== Dataset content ==
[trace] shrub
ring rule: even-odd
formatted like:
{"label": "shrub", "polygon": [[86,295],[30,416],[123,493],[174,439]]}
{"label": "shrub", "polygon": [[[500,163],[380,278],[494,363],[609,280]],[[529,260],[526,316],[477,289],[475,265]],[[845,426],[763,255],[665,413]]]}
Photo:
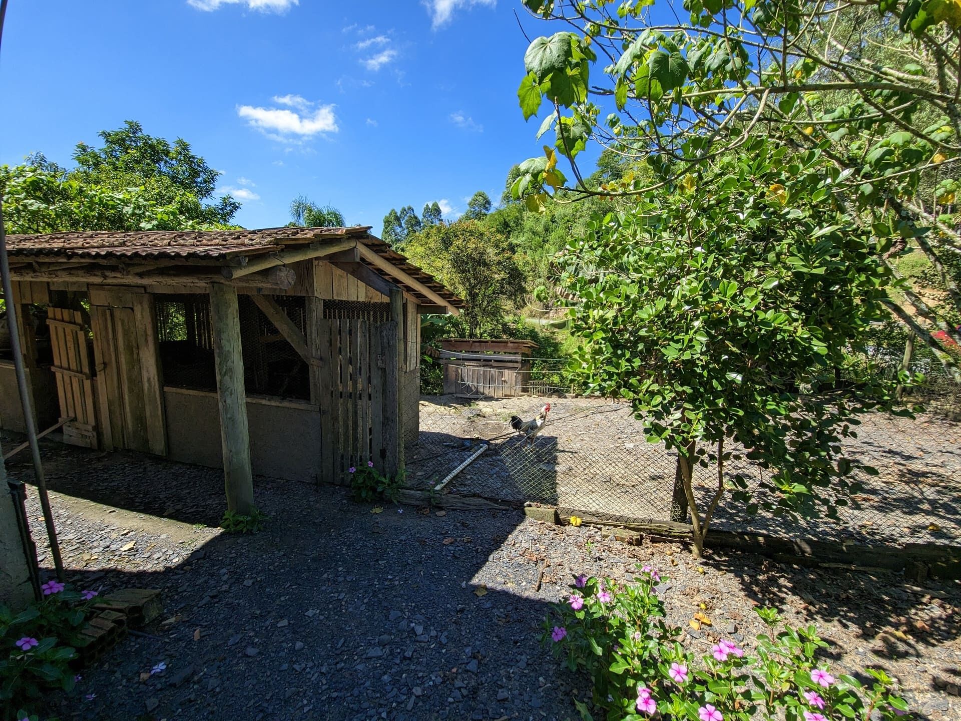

== Objective ==
Turn all of the material above into a Markdown table with two columns, No. and Material line, giving each nonblank line its own numbered row. Leave the pictures out of the answer.

== Response to this exercise ==
| No. | Material line |
|---|---|
| 1 | [trace] shrub |
| 2 | ring rule: even-odd |
| 3 | formatted like: |
| 4 | {"label": "shrub", "polygon": [[86,295],[30,416],[123,493],[174,439]]} |
| 5 | {"label": "shrub", "polygon": [[[500,163],[380,278],[494,363],[609,280]],[[529,260],[526,316],[477,289],[475,265]],[[845,426],[763,255],[665,413]]]} |
| 6 | Photo: |